CONSIGNES DE L'EXERCICE:
Lisez le texte ci-dessous sur l'insurrection du Sud de 1870, puis répondez à ces questions :
1. D'après le gouverneur de la Martinique, à quoi les révoltés se reconnaissent-ils entre eux ?
2. Qu'est-ce qui a été aboli le 23 mai 1848 ?
3. Combien de révoltés sont emprisonnés après l'écrasement de l'insurrection de 1870 ?

BLOC DE TEXTE:

L’INSURRECTION DU SUD Du 22 au 30 septembre 1870

Aujourd’hui 25 septembre 2009 - Il y a 139 ans, en septembre 1870, durant huit jours , le sud de la MARTINIQUE « explosa » .
Le gouverneur de la Martinique écrit : « Des nègres ivres de rhum et de rage sèment la terreur dans les campagnes de Rivière-Pilote . Ils se reconnaissent entre eux à des lambeaux de tissu de couleur rouge, verte et noire » .
A travers ces mots tout le mépris, la haine, la peur surtout du colonisateur et en même temps la reconnaissance d’un mouvement d’une grande ampleur ; son signe de ralliement, son symbole : ces 3 couleurs qui auront une histoire .

22 ans après l’insurrection de 1848, c’est la première grande révolte depuis l’abolition de l’esclavage.
Seulement il y a une différence importante entre les deux révoltes :
- Le 23 mai 1848est un jour de victoire pour le peuple martiniquais . Il s’est battu et a gagné : les esclaves sont libres, l’esclavage est aboli . On plante des arbres de la liberté . On fait la fête .
- Le 26 septembre 1870 : l’insurrection est écrasée . Les troupes coloniales viennent à bout des révoltés . Des dizaines d’entre eux sont massacrés . Plus de 500 sont emprisonnés . Les chefs sont condamnés à mort – d’autres au bagne d’autres à la prison…. Une défaite !

Les manuels d’histoire même ceux qui prétendent à « l’adaptation des programmes » d’histoire de France à nos soit-disant spécificités sont muets sur cet épisode de notre histoire . Heureusement qu’il y a des historiens martiniquais - Gilbert PAGO, Marie-Helène LEOTIN, Alex FERDINAND et Armand NICOLAS principalement – qui, chacun à sa manière, ont redonné vie à la mémoire de ces événements .
C’est en m’inspirant de leur travaux que je vais essayer de raconter l’histoire de ce mouvement .

Il n’y pas de parenthèses en histoire. Chaque lutte effective – fut-elle défaite - participe au processus par lequel une société s’organise et crée son propre développement historique .
Cette participation est mise en lumière ou elle occultée selon les intérêts de ceux qui nous gouvernent . Elle n’en n’est pas moins essentielle à l’appropriation par nous-mêmes de notre histoire.
Notre devoir ici, aujourd’hui, est de la révéler pour que soit renoué le fil interrompu, pour que nous sachions de qui nous, organisation de lutte anti-capitaliste et anticoloniale, sommes les héritiers – et pour que nous sachions reconnaître le chemin que cette lumière tragique montre à nos luttes d’aujourd’hui .

DONNÉES BRUTES:

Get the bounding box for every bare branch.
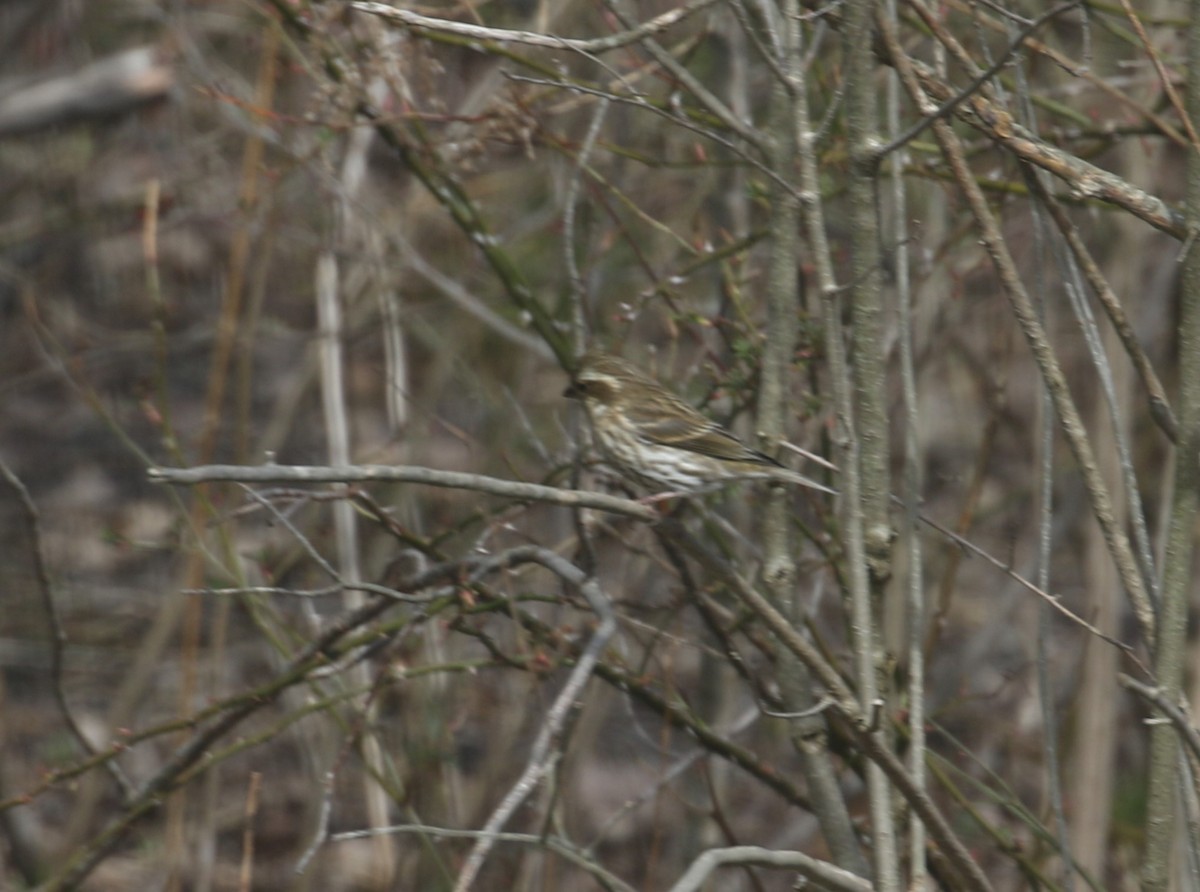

RÉPONSE:
1. Ils se reconnaissent à des lambeaux de tissu de couleur rouge, verte et noire.
2. L'esclavage a été aboli le 23 mai 1848.
3. Plus de 500 révoltés sont emprisonnés.